CONSIGNE 1
Renvoie mot pour mot le passage de l'article sur les sondages qui commence par les mots contenant "Même défiance pour" et se termine par "jeu Fiscal Kombat.".

DOCUMENT SOURCE
Selon Caroline, « les sondages sont des outils pour manipuler l'opinion publique et faire croire aux gens qu'ils n'ont pas d'autre choix que de voter pour le candidat qui fera barrage à celui considéré comme "dangereux" par les médias. En l'occurrence Emmanuel Macron a été présenté comme la seule alternative face à la droite, d'où sa popularité dans les sondages... Sauf qu'il faut prendre en compte la versatilité des électeurs... De plus, si on repense aux sondages de 2012, Jean-Luc Mélenchon était supposé dépasser Marine Le Pen, et s'est retrouvé 4e homme. »

Même défiance pour Houssine : « On a vu ces derniers mois qu'ils étaient loin d'être infaillibles (Trump et même Fillon lors de la primaire). Et puis j'en ai marre d'avoir à "voter utile". Donc au premier tour je préfère voter par conviction, sans me soucier des sondages. »

Les équipes de communication rivalisent d'inventivité pour faire sortir leur candidat du lot. Ici Mélenchon avec son jeu Fiscal Kombat.

[Entrées de données enregistrées]
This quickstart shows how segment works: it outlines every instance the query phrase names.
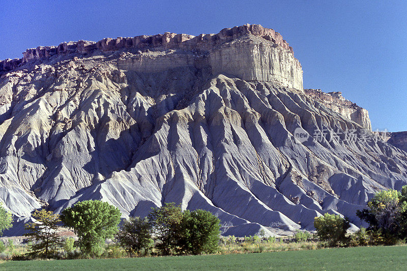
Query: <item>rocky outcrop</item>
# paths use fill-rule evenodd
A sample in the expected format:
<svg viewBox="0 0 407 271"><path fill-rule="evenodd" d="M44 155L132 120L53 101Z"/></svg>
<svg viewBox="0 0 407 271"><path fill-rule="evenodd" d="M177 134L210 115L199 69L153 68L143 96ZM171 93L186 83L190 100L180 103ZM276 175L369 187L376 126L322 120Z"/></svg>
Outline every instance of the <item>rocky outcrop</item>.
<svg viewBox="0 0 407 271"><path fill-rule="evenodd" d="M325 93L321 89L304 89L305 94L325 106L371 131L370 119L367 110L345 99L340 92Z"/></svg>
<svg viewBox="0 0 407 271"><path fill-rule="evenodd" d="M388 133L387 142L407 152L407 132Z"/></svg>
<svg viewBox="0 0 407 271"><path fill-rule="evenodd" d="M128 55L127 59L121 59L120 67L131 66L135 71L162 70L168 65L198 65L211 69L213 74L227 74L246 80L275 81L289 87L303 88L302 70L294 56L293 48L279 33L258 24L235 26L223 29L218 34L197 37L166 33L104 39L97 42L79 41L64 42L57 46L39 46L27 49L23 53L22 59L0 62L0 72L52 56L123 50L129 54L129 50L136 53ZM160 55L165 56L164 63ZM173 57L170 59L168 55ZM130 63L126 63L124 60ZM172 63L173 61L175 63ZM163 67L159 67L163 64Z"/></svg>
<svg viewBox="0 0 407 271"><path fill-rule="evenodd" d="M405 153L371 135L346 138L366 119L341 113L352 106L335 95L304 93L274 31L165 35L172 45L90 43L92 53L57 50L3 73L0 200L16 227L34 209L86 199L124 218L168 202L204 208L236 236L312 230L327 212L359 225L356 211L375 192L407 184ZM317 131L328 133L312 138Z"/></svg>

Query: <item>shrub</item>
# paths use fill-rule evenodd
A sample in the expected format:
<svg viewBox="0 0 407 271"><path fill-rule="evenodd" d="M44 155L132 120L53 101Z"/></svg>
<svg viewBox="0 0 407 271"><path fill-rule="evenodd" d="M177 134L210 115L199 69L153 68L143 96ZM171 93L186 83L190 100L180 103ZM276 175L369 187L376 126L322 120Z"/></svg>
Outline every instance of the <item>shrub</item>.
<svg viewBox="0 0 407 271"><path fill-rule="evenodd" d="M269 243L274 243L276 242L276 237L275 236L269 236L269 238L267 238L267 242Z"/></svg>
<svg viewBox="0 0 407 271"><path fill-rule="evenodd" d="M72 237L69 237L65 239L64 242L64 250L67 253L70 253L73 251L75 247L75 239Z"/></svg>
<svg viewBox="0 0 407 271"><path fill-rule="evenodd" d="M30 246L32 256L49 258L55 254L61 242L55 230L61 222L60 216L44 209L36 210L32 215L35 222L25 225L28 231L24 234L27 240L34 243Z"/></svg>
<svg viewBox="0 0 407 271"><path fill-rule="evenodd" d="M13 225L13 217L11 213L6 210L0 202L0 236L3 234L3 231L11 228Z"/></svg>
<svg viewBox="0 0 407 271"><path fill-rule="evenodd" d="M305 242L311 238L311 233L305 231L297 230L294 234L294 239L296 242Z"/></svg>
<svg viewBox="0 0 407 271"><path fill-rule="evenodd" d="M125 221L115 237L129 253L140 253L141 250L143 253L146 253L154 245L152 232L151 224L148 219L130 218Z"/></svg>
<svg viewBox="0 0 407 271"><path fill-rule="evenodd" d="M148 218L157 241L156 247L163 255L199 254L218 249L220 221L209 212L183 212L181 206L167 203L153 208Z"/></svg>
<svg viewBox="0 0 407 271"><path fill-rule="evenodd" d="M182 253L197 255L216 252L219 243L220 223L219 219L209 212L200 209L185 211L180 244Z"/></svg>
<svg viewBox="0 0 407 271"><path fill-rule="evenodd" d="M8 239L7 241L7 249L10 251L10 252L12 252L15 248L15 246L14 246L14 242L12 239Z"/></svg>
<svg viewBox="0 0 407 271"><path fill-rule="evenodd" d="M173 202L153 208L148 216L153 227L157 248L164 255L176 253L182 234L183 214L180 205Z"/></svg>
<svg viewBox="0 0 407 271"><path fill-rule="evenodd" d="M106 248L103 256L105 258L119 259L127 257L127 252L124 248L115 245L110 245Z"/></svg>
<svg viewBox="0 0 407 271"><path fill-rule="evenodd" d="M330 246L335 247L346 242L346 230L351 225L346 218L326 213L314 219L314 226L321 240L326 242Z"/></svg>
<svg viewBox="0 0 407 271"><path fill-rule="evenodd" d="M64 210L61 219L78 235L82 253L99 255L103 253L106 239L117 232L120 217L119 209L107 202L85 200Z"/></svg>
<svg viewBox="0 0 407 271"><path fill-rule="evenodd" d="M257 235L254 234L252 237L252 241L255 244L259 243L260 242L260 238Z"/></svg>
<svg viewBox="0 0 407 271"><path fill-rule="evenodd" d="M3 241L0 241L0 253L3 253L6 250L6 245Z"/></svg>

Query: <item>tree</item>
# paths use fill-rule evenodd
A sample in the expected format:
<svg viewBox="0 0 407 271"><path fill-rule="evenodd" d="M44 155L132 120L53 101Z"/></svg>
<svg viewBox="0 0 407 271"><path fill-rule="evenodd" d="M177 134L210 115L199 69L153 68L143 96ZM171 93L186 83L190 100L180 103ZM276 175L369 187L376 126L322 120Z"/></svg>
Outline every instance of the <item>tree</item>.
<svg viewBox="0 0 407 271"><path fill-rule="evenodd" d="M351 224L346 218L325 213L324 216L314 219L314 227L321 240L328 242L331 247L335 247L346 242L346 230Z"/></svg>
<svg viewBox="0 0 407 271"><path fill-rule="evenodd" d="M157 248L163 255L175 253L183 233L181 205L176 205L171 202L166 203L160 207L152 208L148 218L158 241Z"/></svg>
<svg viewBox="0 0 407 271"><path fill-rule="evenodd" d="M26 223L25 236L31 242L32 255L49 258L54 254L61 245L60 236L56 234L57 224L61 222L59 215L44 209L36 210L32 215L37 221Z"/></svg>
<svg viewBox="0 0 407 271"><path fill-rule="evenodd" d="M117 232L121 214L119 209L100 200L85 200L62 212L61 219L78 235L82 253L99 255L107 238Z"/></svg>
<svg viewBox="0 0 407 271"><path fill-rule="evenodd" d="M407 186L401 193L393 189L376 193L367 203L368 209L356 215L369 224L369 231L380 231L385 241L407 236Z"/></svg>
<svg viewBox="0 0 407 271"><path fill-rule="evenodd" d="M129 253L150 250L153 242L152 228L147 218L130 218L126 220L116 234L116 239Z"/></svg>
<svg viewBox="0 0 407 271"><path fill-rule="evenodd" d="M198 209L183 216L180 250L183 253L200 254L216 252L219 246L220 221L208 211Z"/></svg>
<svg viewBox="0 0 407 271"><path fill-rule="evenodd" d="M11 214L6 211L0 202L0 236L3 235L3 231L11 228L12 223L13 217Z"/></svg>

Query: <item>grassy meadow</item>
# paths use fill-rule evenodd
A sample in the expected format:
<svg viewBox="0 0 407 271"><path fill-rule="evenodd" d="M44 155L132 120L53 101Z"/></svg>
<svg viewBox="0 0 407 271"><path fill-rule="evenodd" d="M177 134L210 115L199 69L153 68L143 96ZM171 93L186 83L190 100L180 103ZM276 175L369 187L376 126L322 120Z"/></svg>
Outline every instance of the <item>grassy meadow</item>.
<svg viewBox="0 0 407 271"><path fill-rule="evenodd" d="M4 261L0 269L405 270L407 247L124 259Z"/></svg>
--
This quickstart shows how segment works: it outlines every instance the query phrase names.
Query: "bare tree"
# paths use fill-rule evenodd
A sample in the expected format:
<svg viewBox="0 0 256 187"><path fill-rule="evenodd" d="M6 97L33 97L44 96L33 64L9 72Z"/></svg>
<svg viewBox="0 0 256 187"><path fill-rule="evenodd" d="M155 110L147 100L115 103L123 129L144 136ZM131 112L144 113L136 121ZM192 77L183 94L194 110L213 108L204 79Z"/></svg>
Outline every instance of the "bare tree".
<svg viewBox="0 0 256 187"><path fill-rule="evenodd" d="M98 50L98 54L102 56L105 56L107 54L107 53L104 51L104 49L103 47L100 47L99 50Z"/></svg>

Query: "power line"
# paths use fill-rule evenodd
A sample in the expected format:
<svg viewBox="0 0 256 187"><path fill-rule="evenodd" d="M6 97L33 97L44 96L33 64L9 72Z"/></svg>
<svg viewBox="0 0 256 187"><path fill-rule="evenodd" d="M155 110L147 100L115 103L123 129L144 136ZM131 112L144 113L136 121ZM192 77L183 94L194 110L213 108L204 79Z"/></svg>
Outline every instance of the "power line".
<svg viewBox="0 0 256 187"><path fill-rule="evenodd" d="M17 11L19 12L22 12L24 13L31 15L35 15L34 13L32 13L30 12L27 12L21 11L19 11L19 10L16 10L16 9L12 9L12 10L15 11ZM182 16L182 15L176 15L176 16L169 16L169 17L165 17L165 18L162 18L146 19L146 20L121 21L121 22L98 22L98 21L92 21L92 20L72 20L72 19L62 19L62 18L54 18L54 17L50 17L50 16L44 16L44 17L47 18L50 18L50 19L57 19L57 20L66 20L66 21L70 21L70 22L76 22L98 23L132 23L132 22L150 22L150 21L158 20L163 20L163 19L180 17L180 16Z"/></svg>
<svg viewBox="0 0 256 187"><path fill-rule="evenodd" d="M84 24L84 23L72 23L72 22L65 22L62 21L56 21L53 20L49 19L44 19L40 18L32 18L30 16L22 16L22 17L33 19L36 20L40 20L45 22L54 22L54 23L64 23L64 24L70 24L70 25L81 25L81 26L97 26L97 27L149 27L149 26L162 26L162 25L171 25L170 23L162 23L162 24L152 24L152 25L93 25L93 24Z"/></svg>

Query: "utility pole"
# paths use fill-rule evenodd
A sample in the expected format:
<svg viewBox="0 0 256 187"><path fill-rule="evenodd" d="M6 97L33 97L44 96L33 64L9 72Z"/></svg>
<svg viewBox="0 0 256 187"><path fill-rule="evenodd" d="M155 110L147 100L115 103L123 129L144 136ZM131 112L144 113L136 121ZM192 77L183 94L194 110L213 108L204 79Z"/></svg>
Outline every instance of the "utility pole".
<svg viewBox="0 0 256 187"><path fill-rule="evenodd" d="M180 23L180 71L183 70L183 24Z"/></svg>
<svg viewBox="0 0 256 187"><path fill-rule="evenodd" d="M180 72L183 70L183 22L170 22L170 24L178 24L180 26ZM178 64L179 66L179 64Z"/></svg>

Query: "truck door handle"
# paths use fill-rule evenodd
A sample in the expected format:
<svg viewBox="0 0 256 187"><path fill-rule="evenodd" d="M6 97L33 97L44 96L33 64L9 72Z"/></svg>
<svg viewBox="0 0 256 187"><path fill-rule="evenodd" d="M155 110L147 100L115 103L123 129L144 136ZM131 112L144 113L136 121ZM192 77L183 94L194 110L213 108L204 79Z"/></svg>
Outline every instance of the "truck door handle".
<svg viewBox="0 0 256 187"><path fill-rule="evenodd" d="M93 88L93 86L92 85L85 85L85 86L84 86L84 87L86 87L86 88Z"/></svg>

CONSIGNE 2
Réécris en tableau Markdown à deux colonnes, « Numéro » et « Ligne », les lignes des entrées allant de celle qui contient "Query: <item>grassy meadow</item>" jusqu'à celle qui contient "Outline every instance of the <item>grassy", ces deux lignes comprises. Ne retiens que ces lignes et laisse de côté les lignes vides.

RÉSULTAT ATTENDU 1
Même défiance pour Houssine : « On a vu ces derniers mois qu'ils étaient loin d'être infaillibles (Trump et même Fillon lors de la primaire). Et puis j'en ai marre d'avoir à "voter utile". Donc au premier tour je préfère voter par conviction, sans me soucier des sondages. »

Les équipes de communication rivalisent d'inventivité pour faire sortir leur candidat du lot. Ici Mélenchon avec son jeu Fiscal Kombat.

RÉSULTAT ATTENDU 2
| Numéro | Ligne |
|---|---|
| 1 | Query: <item>grassy meadow</item> |
| 2 | # paths use fill-rule evenodd |
| 3 | A sample in the expected format: |
| 4 | <svg viewBox="0 0 407 271"><path fill-rule="evenodd" d="M44 155L132 120L53 101Z"/></svg> |
| 5 | <svg viewBox="0 0 407 271"><path fill-rule="evenodd" d="M177 134L210 115L199 69L153 68L143 96ZM171 93L186 83L190 100L180 103ZM276 175L369 187L376 126L322 120Z"/></svg> |
| 6 | Outline every instance of the <item>grassy meadow</item>. |